> [Goal of the exercise]: The entries below are to be restated exactly, and their images are to be omitted.

━━━━━━━━━━━━━━━━━━━━

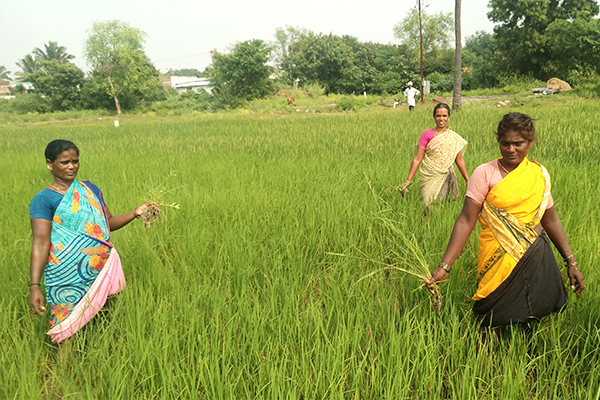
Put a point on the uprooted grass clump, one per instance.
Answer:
(154, 194)
(405, 249)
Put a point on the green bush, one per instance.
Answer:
(26, 103)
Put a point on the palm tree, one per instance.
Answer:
(53, 52)
(4, 73)
(29, 65)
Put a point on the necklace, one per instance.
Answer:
(63, 192)
(501, 166)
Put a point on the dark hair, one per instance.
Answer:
(56, 147)
(441, 105)
(518, 122)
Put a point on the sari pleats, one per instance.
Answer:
(79, 252)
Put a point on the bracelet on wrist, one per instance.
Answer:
(445, 267)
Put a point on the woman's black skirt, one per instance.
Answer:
(533, 290)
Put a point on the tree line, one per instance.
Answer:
(536, 38)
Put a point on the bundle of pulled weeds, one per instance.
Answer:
(151, 214)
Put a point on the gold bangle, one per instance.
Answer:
(445, 267)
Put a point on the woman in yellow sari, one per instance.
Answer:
(439, 148)
(518, 278)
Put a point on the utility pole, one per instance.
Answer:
(421, 40)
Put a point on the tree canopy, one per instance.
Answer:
(60, 82)
(4, 73)
(115, 51)
(243, 73)
(521, 36)
(52, 51)
(437, 30)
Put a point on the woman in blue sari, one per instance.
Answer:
(71, 247)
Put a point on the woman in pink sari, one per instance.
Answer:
(71, 245)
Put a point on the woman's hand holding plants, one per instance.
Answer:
(438, 275)
(576, 279)
(36, 300)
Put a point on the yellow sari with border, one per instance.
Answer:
(510, 212)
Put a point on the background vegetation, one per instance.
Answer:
(253, 289)
(533, 40)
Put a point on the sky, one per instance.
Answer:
(181, 33)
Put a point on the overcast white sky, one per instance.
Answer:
(181, 33)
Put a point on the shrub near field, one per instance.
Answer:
(253, 289)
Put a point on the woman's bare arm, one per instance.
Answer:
(40, 249)
(552, 225)
(462, 166)
(414, 166)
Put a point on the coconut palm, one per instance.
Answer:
(29, 65)
(4, 73)
(53, 51)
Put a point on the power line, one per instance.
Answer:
(182, 58)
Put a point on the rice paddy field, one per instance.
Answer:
(278, 277)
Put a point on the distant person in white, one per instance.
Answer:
(410, 94)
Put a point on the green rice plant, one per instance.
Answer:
(154, 194)
(243, 293)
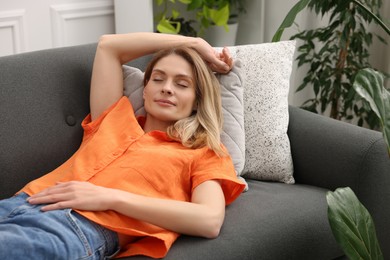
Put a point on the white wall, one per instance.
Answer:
(27, 25)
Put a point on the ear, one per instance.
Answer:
(143, 92)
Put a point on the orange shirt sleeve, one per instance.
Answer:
(209, 166)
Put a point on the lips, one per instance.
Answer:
(165, 102)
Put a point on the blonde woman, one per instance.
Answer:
(135, 183)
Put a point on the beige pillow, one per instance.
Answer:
(267, 68)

━━━━━━━━━━━━━━━━━━━━

> [Task output]:
Put a point on the uprooted grass clump, one per instance.
Answer:
(154, 194)
(405, 249)
Put a point on the green bush, one per instance.
Answer:
(26, 103)
Put a point on the palm tree, one per instance.
Answer:
(53, 52)
(4, 73)
(29, 65)
Put a point on the necklace, one per instance.
Answer:
(63, 192)
(501, 166)
Put a point on the dark hair, one per instance.
Answer:
(56, 147)
(441, 105)
(518, 122)
Put a point on the sari pleats, one per instance.
Answer:
(79, 252)
Put a point on the bracelet on wrist, one per instance.
Answer:
(445, 267)
Put a point on the woman's black skirt, one per instance.
Answer:
(533, 290)
Put a point on the tree line, one per instance.
Answer:
(536, 38)
Put a point on the bundle of pulled weeds, one per instance.
Answer:
(151, 214)
Put a point on the gold bangle, one per instance.
Answer:
(445, 267)
Put a point on the woman in yellow sari, one per instance.
Answer:
(439, 148)
(518, 278)
Put a point on the utility pole, one per instance.
Answer:
(421, 40)
Put a point on the tree canopy, one per instance.
Answer:
(60, 82)
(4, 73)
(115, 51)
(243, 73)
(521, 36)
(52, 51)
(437, 30)
Put a point on the woman in blue sari, one per instance.
Answer:
(71, 247)
Put a point on the woman in pink sari, one per instance.
Answer:
(71, 245)
Put a point on the woman's hand holding plants, one per instance.
Answer:
(438, 275)
(576, 279)
(36, 300)
Put a point on the yellow sari with border, one per instance.
Answer:
(510, 212)
Put a point on the background vegetation, one per instance.
Answer:
(253, 289)
(533, 40)
Put a point on the sky, one per instance.
Answer:
(181, 33)
Put a point on the overcast white sky, one per instance.
Answer:
(181, 33)
Put a point on the shrub near field, one per instance.
Answer:
(253, 289)
Put a point on the woman's bare arm, one per instance.
Answer:
(40, 249)
(552, 225)
(462, 166)
(414, 166)
Put a point on the coconut palm, one per instance.
Answer:
(29, 65)
(4, 73)
(53, 51)
Put a point on the power line, one per instance.
Answer:
(182, 58)
Put a point on the rice paddy field, one per instance.
Answer:
(278, 277)
Put a point on the distant person in white, one per instance.
Answer:
(410, 94)
Put a point on the green rice plant, one per instance.
Answer:
(154, 194)
(243, 293)
Put a point on the white wall, one per instance.
Answer:
(27, 25)
Put a point on the ear, one per instance.
Answer:
(143, 92)
Put a point on the orange shirt sleeve, one per instance.
Answer:
(209, 166)
Put a point on the lips, one per instance.
Answer:
(165, 102)
Put a point on the blonde woman, one per instance.
Answer:
(135, 183)
Put a point on the beige pillow, one per instance.
Answer:
(267, 68)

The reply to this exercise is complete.